Excerpt provided:
____
For Dan Graham, Finsel has put away plot and video presentation to give the viewer a more immediate relationship solely with the green screen through the means of material nurture and an acknowledgment of monocrome painting. This choice highlights the essential visual sameness of a green screen and a monochrome while simultaneously allowing both contents to differentiate themselves, proposing an exorcism of modern visual meaning through the tactics and tools of a pop cultural and postmodern toolbox. This all being projected on and in a white wall context.

Cary Georges, an artist /musician, is the perfect candidate to re-represent, validate or give proof to the contemporary worth of conceptual art. For his thesis at CalArts, Georges gave a finger to the normalcy of academic pretension through his manipulation of attributes relative to conceptual, performance and post minimal practice. By exploiting the tropes akin to conceptual art’s performance documentation and forms of post minimalist sculpture in videos of weight lifting and jump roping mixed with a little bit of weed, grafitti and tie dye, Georges reconstituted what good conceptual art can be. This notion was elevated by a video of the artist stacking cinder blocks on a football field, which were then placed in the gallery with  “let’s fuck”, “death awaits you” and a pot leaf scrawled across them to accompany the other performance videos and a tie dyed banner that read “real”. Although, a distinction could be seen here between the difference of making art in an art institution and the more athletic, almost military context of a football field, this conflation of usually proposed oppositional contexts, that being the academic and the athletic along with Georges’ choice of words or “language”, advocates for a much needed focused language-driven and socially rich art form. What is real here is the notion of art-making itself with its representations of the now and then. By manipulating this historicity and challenging typical reads and presentations of conceptual art and minimalist gesture Georges actually ends up supporting and elevating these forms by attaching meaning. This meaning gets back to the commonalities of what actually was and is occurring, which is fucking and dying, not non-meaning or so called non-representational object making.

For Dan Graham, Georges has created a similar manifestation in the form of time based sculpture.  Here he has fabricated a sculpture to grow marijuana. This piece highlights recent progressive thinking in California legislature for the decriminalization of the drug, while at the same time shows Georges’ determination to continually examine and shift the ideas of what is contemporary conceptual sculpture.

-Aaron Wrinkle

This exhibition is accompanied by two essays by Adam Feldmeth.

A Letter to Purple 2010

Dear Purple,

In your Spring/Summer issue you credit a photo of the artist Paul McCarthy as AA Bronson. I can see where the mistake could occur w/ similar beards, but there’s a whole spread on McCarthy’s work leading up to this photo’s appearance. If you don’t mind please include the correction in your next issue as an artwork of mine. Titled Artist as Editor 2010.

Thank You,

Aaron Wrinkle

Los Angeles, Ca

p.s. I really appreciate your magazine so please don’t take this as sarcastic, but more as an extension of creativity.
____
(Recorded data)
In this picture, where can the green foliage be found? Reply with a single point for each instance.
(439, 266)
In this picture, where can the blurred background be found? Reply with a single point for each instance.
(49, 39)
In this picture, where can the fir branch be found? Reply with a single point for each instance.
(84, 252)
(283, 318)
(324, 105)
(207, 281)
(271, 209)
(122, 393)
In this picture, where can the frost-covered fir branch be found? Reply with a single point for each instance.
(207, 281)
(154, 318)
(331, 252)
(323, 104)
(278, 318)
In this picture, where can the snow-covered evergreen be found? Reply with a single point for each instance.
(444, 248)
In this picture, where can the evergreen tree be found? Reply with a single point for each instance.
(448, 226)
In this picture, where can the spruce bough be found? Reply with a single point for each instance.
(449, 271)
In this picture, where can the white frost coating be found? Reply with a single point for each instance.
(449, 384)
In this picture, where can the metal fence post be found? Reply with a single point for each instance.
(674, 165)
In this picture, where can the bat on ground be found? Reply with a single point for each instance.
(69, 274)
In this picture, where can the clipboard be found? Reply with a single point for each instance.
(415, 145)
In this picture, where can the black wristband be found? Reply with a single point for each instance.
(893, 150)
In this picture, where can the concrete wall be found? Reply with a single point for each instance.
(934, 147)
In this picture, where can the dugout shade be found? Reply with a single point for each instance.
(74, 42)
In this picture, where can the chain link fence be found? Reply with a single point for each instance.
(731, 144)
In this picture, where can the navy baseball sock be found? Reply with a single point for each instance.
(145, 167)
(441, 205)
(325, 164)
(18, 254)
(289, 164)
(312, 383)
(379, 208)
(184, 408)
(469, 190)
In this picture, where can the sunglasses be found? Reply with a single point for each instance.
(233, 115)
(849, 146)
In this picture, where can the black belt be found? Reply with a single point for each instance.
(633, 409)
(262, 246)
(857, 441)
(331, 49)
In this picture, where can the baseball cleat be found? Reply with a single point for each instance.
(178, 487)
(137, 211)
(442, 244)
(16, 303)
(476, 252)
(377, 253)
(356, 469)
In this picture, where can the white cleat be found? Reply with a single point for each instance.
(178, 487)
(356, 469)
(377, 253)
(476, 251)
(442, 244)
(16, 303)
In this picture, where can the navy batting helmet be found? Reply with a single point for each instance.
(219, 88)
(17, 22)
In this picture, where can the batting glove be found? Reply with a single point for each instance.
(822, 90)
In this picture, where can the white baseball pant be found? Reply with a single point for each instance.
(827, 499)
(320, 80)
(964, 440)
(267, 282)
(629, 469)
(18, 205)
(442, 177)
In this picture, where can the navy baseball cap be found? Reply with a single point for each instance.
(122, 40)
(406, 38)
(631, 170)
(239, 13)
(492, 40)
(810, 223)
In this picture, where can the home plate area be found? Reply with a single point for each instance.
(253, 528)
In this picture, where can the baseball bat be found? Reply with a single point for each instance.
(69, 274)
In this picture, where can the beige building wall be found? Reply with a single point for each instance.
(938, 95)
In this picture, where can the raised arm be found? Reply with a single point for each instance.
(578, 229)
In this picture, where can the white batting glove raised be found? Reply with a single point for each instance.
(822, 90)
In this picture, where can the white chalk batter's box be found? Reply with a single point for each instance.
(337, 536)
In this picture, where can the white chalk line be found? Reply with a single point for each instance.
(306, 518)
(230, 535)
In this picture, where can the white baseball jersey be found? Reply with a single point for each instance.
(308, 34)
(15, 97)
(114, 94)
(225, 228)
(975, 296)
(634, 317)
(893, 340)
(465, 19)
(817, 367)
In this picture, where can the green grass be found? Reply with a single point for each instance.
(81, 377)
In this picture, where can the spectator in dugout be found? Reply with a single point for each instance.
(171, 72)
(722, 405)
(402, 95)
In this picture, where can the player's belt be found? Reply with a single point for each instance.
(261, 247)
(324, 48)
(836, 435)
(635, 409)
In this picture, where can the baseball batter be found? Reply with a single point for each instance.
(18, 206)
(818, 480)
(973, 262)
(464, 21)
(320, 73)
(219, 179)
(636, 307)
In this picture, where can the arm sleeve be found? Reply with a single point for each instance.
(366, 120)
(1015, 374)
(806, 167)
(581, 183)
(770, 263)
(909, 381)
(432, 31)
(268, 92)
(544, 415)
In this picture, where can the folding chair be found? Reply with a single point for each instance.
____
Challenges:
1. Please rewrite the paragraph of the excerpt that begins "For Dan Graham, Georges has created" as a short bulleted list that keeps its main facts.
2. Name every person mentioned in the excerpt.
3. Answer these questions from the excerpt:
(a) At which school did Georges complete his thesis?
(b) How many essays by Adam Feldmeth accompany the exhibition?
(c) What title does the letter give to the correction it asks for?

Expected answers:
1.
- For Dan Graham, Georges made a time-based sculpture.
- The sculpture is built to grow marijuana.
- It highlights recent progressive thinking in California's legislature on decriminalizing the drug.
- It shows Georges' determination to keep examining and shifting ideas of contemporary conceptual sculpture.

2.
- Dan Graham
- Finsel
- Cary Georges
- Aaron Wrinkle
- Adam Feldmeth
- Paul McCarthy
- AA Bronson

3.
(a) CalArts
(b) Two
(c) Artist as Editor 2010